### PAGE EXCERPT
- Born: Miles Parker Givens June 9, 1916 Richmond, Virginia
- Died: January 11, 2013 (aged 96)
- Resting place: Crewe, Virginia
- Education: University of Richmond, Cornell University
- Spouse: Gene M. Givens
- Children: Jean F. Givens, Robert P. Givens, R. Wayne Givens
- Scientific career
- Fields: physical optics
- Institutions: The Institute of Optics at the University of Rochester
- Thesis: The Optical Dispersion of Copper and Beryllium (1942)

= M. Parker Givens =

Miles Parker Givens (Richmond, Virginia, 9 June 1916 — 11 January 2013) was an American optical physicist, former acting director and professor emeritus at The Institute of Optics at the University of Rochester.
His work spanned several topics in physical optics, including holography and photogrammetry. He made important contributions to the development of optical data processing and synthetic holography.

== Career ==
After graduating in 1937 from the University of Richmond, Givens studied physics at Cornell University, with particular focus on the spectroscopy of metal surfaces. He received a doctorate degree from Cornell in 1942.

Between 1942 and 1946, Givens served as instructor of physics at the Pennsylvania State University. He also spent a year with the proximity fuze group of Johns Hopkins Applied Physics Laboratory.

In 1947, Givens became an assistant professor at The Institute of Optics, where he would spend the rest if his career, eventually becoming an emeritus professor there.
He served as acting director of the Institute from 1975 to 1977

Although Givens officially retired in 1981 at the mandatory age of 65 (at that time a federal law), he continued to teach for another 22 years, and even served as Acting Dean of the University of Rochester's Hajim School of Engineering and Applied Sciences in 1984-1985.
Givens retired for the second time in 2004.

== Personal life ==
M. Parker Givens was born in Richmond, Virginia, on 9 June 1916.

He was married to Gene M. Givens, and together they had a daughter, Jean F. Givens, and two sons, Robert P. Givens and R. Wayne Givens.
The family lived in Williamson, New York, about an hour away from the University of Rochester.

Givens died on 11 January 2013, at 96 years of age, having outlived his wife and his two sons — he was survived by Jean F. Givens, his only daughter. He was buried next to his wife, in Crewe, Virginia.

== Legacy ==
While very successful in research, Givens said the main object of his career was helping people to learn.

Givens' doctoral student James C. Wyant and his wife endowed the M. Parker Givens Chair in Optics, in recognition of his success as an inspirational educator. The first recipient of the chair was Robert W. Boyd.

[Dataset entries]

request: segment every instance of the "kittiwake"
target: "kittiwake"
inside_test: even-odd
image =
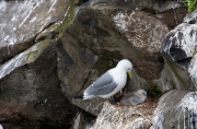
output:
[[[147,98],[147,92],[144,90],[138,90],[124,96],[120,101],[121,105],[137,105],[143,103]]]
[[[109,69],[95,80],[83,93],[82,98],[93,97],[109,98],[121,92],[127,81],[127,73],[131,78],[132,63],[128,59],[120,60],[117,66]]]

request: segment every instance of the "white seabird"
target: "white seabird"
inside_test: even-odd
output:
[[[147,98],[147,92],[144,90],[138,90],[124,96],[120,101],[121,105],[137,105],[143,103]]]
[[[127,81],[127,73],[131,78],[132,63],[128,59],[120,60],[117,66],[95,80],[83,93],[83,99],[93,97],[109,98],[121,92]]]

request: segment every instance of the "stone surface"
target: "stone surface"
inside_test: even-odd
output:
[[[72,97],[82,94],[120,59],[129,59],[135,68],[126,91],[154,89],[163,68],[160,47],[169,27],[154,14],[136,8],[127,9],[123,4],[117,8],[117,2],[89,1],[82,4],[58,42],[58,73],[63,82],[62,92],[72,104],[94,115],[100,112],[103,99],[80,101]]]
[[[147,101],[137,106],[119,106],[104,103],[93,129],[149,129],[154,103]]]
[[[71,127],[77,107],[61,92],[57,40],[73,4],[0,1],[0,124],[5,129]]]
[[[37,34],[63,17],[69,0],[0,1],[0,62],[33,44]]]
[[[162,95],[154,110],[154,128],[197,128],[196,96],[196,92],[178,90]]]
[[[162,42],[161,51],[183,83],[182,90],[196,89],[196,15],[197,11],[187,14],[184,22],[169,32]]]
[[[186,9],[174,0],[77,2],[0,0],[0,124],[11,129],[70,128],[77,112],[96,116],[103,108],[94,128],[114,128],[116,121],[124,128],[130,124],[153,128],[155,102],[150,97],[173,87],[194,87],[187,84],[187,71],[172,69],[175,64],[164,63],[160,55],[161,40],[182,22]],[[195,13],[188,14],[184,24],[192,25],[195,20]],[[134,107],[104,103],[103,107],[106,99],[73,99],[123,58],[135,68],[124,94],[144,89],[148,102]],[[179,63],[185,57],[177,59]],[[190,62],[188,70],[195,81],[195,56]],[[85,127],[81,121],[74,124]]]
[[[54,44],[33,63],[15,69],[1,80],[1,122],[9,120],[21,126],[70,126],[74,107],[61,93]]]

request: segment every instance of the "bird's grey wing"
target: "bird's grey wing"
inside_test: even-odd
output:
[[[142,103],[142,99],[141,99],[139,96],[131,96],[131,97],[129,98],[129,102],[130,102],[130,104],[132,104],[132,105],[137,105],[137,104],[139,104],[139,103]]]
[[[113,77],[106,72],[89,86],[84,93],[89,95],[105,95],[113,92],[117,87],[117,84],[113,81]]]

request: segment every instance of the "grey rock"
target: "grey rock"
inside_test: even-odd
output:
[[[196,128],[196,92],[172,90],[165,93],[154,110],[154,128]]]

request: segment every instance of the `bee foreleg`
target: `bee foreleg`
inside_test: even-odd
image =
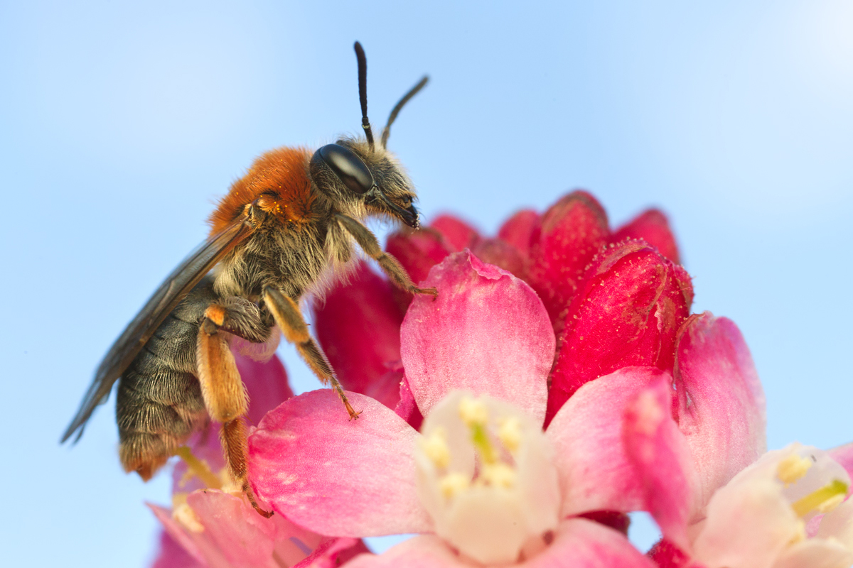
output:
[[[205,310],[199,326],[196,365],[201,397],[211,418],[222,422],[220,439],[231,476],[241,485],[255,510],[269,518],[272,513],[260,508],[249,485],[246,425],[242,418],[248,410],[248,396],[228,338],[219,333],[227,318],[225,308],[212,304]]]
[[[379,245],[379,241],[376,239],[376,236],[370,232],[370,229],[345,215],[338,213],[335,215],[335,217],[344,230],[356,239],[356,242],[358,243],[358,246],[362,248],[364,254],[379,263],[379,267],[382,269],[382,272],[386,273],[397,288],[404,290],[407,292],[411,292],[412,294],[431,294],[433,296],[438,295],[435,288],[418,288],[415,286],[415,283],[412,282],[412,278],[409,278],[409,273],[403,267],[403,265],[396,258],[382,250],[382,248]]]
[[[338,382],[328,359],[326,359],[320,346],[308,333],[308,324],[305,323],[305,318],[302,317],[299,305],[290,296],[285,295],[270,286],[264,288],[264,303],[272,313],[276,324],[281,330],[281,333],[284,334],[288,341],[296,346],[297,351],[299,352],[302,359],[308,364],[317,378],[324,384],[331,385],[338,396],[340,397],[344,406],[346,407],[346,411],[350,413],[350,418],[357,418],[361,412],[354,410],[349,400],[346,399],[344,388]]]

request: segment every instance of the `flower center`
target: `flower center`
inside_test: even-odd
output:
[[[514,562],[545,546],[560,489],[539,426],[512,404],[456,391],[421,432],[418,491],[436,534],[482,564]]]

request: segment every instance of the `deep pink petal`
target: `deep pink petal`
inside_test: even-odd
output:
[[[482,238],[471,251],[477,258],[494,264],[524,280],[527,278],[527,261],[518,249],[500,238]]]
[[[337,568],[358,554],[369,553],[357,538],[330,538],[293,568]]]
[[[440,232],[454,250],[470,249],[479,240],[476,229],[452,215],[440,215],[429,226]]]
[[[672,420],[672,382],[661,375],[628,404],[623,424],[628,458],[642,485],[643,510],[664,536],[688,548],[693,470],[684,437]]]
[[[533,229],[538,224],[538,213],[533,209],[523,209],[507,220],[498,230],[497,237],[512,244],[526,256],[530,253]]]
[[[627,367],[587,383],[560,409],[546,435],[556,454],[562,517],[649,510],[663,530],[677,532],[672,519],[686,517],[690,457],[670,406],[658,413],[669,385],[658,369]]]
[[[764,393],[730,319],[691,316],[679,331],[676,356],[676,414],[699,473],[698,513],[767,450]]]
[[[438,297],[415,298],[400,331],[403,365],[421,411],[468,388],[541,421],[554,337],[536,293],[469,251],[449,256],[426,284]]]
[[[583,519],[560,523],[553,542],[530,559],[511,565],[519,568],[655,568],[624,536]],[[409,539],[378,556],[363,555],[350,568],[470,568],[439,538]]]
[[[165,531],[160,532],[160,552],[151,568],[206,568]]]
[[[314,330],[344,388],[397,404],[399,378],[388,376],[400,360],[403,310],[392,285],[362,262],[348,283],[330,290],[314,310]],[[390,382],[390,384],[388,384]]]
[[[666,215],[659,209],[643,211],[617,229],[611,236],[610,242],[618,243],[626,238],[641,238],[666,258],[676,264],[681,264],[676,237],[672,234]]]
[[[652,547],[648,551],[648,556],[659,568],[704,568],[665,538]]]
[[[552,321],[564,317],[584,268],[609,234],[604,209],[586,192],[564,196],[539,220],[531,236],[528,281]]]
[[[397,412],[400,418],[409,422],[413,428],[421,431],[421,424],[424,422],[424,416],[421,414],[418,404],[415,402],[415,395],[409,387],[409,379],[405,376],[400,381],[400,401],[397,404],[394,412]]]
[[[597,255],[566,313],[548,418],[582,385],[617,369],[654,365],[671,373],[676,334],[692,301],[684,269],[642,241]]]
[[[276,513],[321,534],[428,531],[415,494],[419,434],[376,400],[347,395],[362,411],[357,420],[329,389],[294,397],[264,416],[249,436],[255,491]]]
[[[249,393],[249,422],[257,424],[264,415],[293,396],[278,355],[265,363],[235,353],[237,370]]]

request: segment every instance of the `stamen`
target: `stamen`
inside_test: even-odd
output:
[[[517,416],[509,416],[501,421],[497,438],[509,451],[514,452],[521,445],[521,422]]]
[[[515,470],[506,463],[491,463],[483,467],[480,479],[487,485],[512,489],[515,485]]]
[[[471,485],[468,478],[461,473],[448,473],[438,481],[441,494],[445,499],[450,499],[461,493]]]
[[[786,485],[790,485],[794,481],[801,479],[811,468],[812,461],[809,458],[791,454],[779,462],[776,469],[776,477]]]
[[[202,483],[211,489],[222,489],[222,480],[211,471],[207,464],[195,457],[189,446],[182,445],[175,454],[187,464],[187,469],[201,479]]]
[[[844,501],[846,495],[847,484],[838,479],[833,479],[832,483],[798,500],[792,507],[798,517],[804,517],[812,511],[826,513]],[[841,497],[840,501],[838,496]]]
[[[444,428],[433,430],[422,445],[424,453],[436,468],[444,469],[450,464],[450,449],[447,447],[447,433]]]

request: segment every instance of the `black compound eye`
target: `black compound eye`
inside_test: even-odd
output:
[[[356,193],[366,193],[374,186],[373,175],[354,152],[338,144],[327,144],[317,153],[347,187]]]

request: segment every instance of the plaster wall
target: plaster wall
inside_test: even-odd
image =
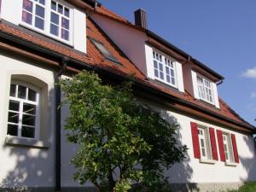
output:
[[[19,55],[0,52],[0,188],[4,187],[52,187],[55,184],[55,97],[54,73],[52,71],[40,67],[41,63],[26,60]],[[9,108],[9,94],[11,78],[20,77],[22,82],[27,81],[35,86],[43,86],[41,102],[44,114],[40,125],[41,147],[7,144],[7,121]],[[40,79],[40,80],[39,80]],[[43,82],[43,83],[42,83]],[[47,98],[48,101],[43,99]],[[13,138],[19,143],[18,138]],[[43,144],[42,144],[43,143]],[[44,146],[42,146],[44,145]]]

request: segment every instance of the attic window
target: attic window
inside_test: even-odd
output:
[[[91,39],[90,41],[93,43],[93,44],[99,49],[99,51],[106,57],[106,59],[110,60],[111,61],[119,63],[119,61],[115,58],[112,53],[107,48],[104,46],[104,44],[101,42],[98,42],[95,39]]]

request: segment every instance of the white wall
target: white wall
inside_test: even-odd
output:
[[[152,103],[151,103],[152,105]],[[188,146],[187,160],[182,164],[174,165],[166,172],[171,183],[236,183],[247,180],[256,181],[256,150],[253,136],[244,135],[228,127],[216,125],[204,120],[186,116],[183,113],[172,112],[171,108],[163,109],[163,107],[153,104],[154,108],[160,110],[163,116],[179,125],[177,131],[180,143]],[[219,160],[218,144],[216,136],[216,143],[218,153],[218,161],[214,165],[200,163],[194,158],[190,122],[195,122],[216,130],[233,133],[236,137],[237,150],[240,163],[237,166],[227,166]]]
[[[9,57],[3,51],[0,53],[0,188],[1,187],[51,187],[55,184],[55,151],[54,151],[54,76],[49,70],[33,65],[41,64],[37,61],[25,61]],[[10,78],[13,74],[33,76],[44,81],[48,85],[49,102],[44,103],[47,111],[47,121],[41,129],[47,137],[41,137],[48,143],[48,149],[34,148],[32,147],[7,146],[7,120],[9,107],[9,93]],[[33,84],[34,82],[30,82]],[[44,134],[43,134],[44,135]]]
[[[22,18],[22,0],[2,0],[2,12],[1,18],[11,22],[15,25],[21,24]],[[50,9],[50,1],[46,0],[46,9]],[[73,6],[71,6],[72,8]],[[14,14],[15,13],[15,14]],[[49,13],[49,11],[47,12]],[[70,32],[73,32],[73,36],[71,37],[71,43],[64,42],[61,39],[58,39],[55,36],[49,34],[49,26],[45,26],[45,30],[44,32],[38,30],[35,27],[32,27],[29,25],[25,25],[25,27],[35,31],[43,35],[48,36],[55,40],[68,44],[73,45],[73,48],[77,50],[79,50],[83,53],[86,53],[86,15],[85,12],[80,10],[78,8],[73,8],[73,12],[71,13],[71,15],[73,16],[73,20],[70,22],[72,25],[70,26]],[[47,14],[45,15],[45,25],[49,25],[49,17]],[[21,24],[24,26],[24,24]]]
[[[92,15],[92,17],[125,55],[147,76],[145,55],[147,35],[143,32],[97,15]]]

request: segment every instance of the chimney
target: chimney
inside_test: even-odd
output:
[[[147,12],[143,9],[137,9],[134,12],[135,25],[144,29],[148,28]]]

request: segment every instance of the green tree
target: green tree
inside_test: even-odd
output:
[[[164,170],[180,162],[187,149],[177,145],[177,126],[138,102],[131,83],[103,84],[96,73],[83,71],[61,85],[70,109],[67,137],[79,145],[71,160],[75,180],[90,181],[100,192],[127,192],[132,186],[169,191]]]

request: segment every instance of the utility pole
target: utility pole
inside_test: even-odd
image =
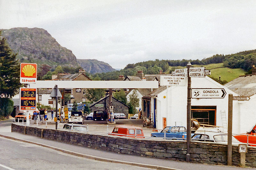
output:
[[[191,77],[189,76],[189,68],[192,65],[190,62],[187,65],[188,69],[188,103],[187,107],[187,154],[186,162],[190,161],[189,145],[191,140]]]

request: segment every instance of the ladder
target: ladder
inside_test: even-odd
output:
[[[220,115],[221,117],[222,126],[223,126],[223,131],[225,133],[228,133],[228,124],[227,123],[227,117],[225,110],[220,110]]]

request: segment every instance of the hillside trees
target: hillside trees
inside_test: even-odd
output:
[[[1,31],[0,31],[0,36]],[[0,38],[0,117],[6,117],[12,111],[10,99],[19,92],[20,64],[4,38]]]

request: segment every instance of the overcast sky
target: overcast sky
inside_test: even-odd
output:
[[[256,49],[256,1],[0,0],[0,29],[47,30],[114,68]]]

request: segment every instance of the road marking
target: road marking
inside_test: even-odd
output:
[[[0,166],[2,166],[2,167],[3,167],[7,169],[9,169],[10,170],[15,170],[14,169],[12,169],[12,168],[11,168],[9,167],[8,166],[4,166],[3,165],[2,165],[1,164],[0,164]]]

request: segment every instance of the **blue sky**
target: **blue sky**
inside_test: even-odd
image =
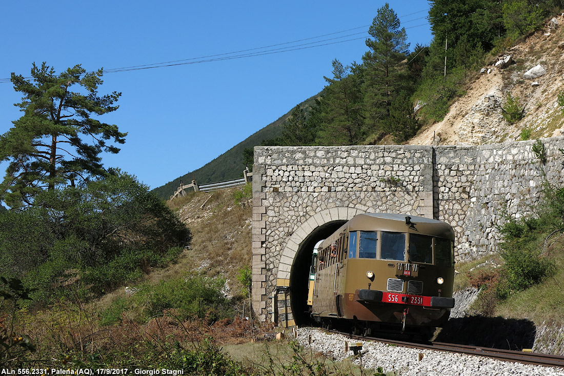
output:
[[[119,154],[103,156],[104,165],[155,188],[201,167],[318,93],[333,59],[360,62],[368,26],[384,3],[2,2],[0,78],[12,72],[28,76],[34,62],[46,62],[58,72],[76,64],[93,71],[193,63],[199,59],[185,59],[332,34],[249,52],[301,49],[294,51],[105,74],[99,93],[122,94],[120,108],[100,120],[128,135]],[[412,49],[431,41],[427,1],[390,6]],[[347,40],[355,40],[334,43]],[[303,48],[325,43],[333,44]],[[0,83],[0,133],[21,116],[13,106],[20,99],[11,82]],[[3,174],[5,164],[0,168]]]

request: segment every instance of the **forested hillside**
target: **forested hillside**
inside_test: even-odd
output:
[[[410,46],[390,5],[378,10],[359,62],[334,60],[323,91],[201,169],[155,189],[168,198],[180,180],[199,183],[238,177],[256,145],[408,143],[441,121],[488,60],[539,29],[562,0],[430,2],[434,36]],[[415,111],[414,108],[417,108]]]

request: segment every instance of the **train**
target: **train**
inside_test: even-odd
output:
[[[455,234],[448,224],[395,213],[355,216],[313,251],[311,317],[355,334],[429,336],[454,307]]]

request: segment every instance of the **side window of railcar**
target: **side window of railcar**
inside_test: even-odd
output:
[[[448,239],[435,238],[435,264],[452,266],[454,257],[454,243]]]
[[[412,263],[433,263],[433,237],[409,234],[409,261]]]
[[[356,257],[356,231],[351,232],[349,237],[349,258]]]
[[[360,241],[358,244],[358,257],[360,259],[376,258],[376,241],[378,233],[360,231]]]
[[[406,260],[406,234],[402,233],[382,231],[380,259]]]
[[[347,253],[349,253],[349,233],[346,233],[343,234],[343,250],[341,251],[341,256],[343,259],[346,259]]]

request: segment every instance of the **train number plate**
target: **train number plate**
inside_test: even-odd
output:
[[[383,303],[393,303],[399,304],[411,304],[412,305],[425,305],[429,307],[431,305],[431,297],[385,292],[382,296],[382,301]]]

### WORK TO COMPLETE
1. Quote the M. Parker Givens biography, starting with "In 1947, Givens" and going on through "emeritus professor there.".
2. Answer these questions using the biography of M. Parker Givens:
(a) In what year did Givens receive his doctorate from Cornell?
(b) In what town did the Givens family live?
(c) Who was the first recipient of the M. Parker Givens Chair in Optics?

### ANSWERS BY TASK
1.
In 1947, Givens became an assistant professor at The Institute of Optics, where he would spend the rest if his career, eventually becoming an emeritus professor there.

2.
(a) 1942
(b) Williamson, New York
(c) Robert W. Boyd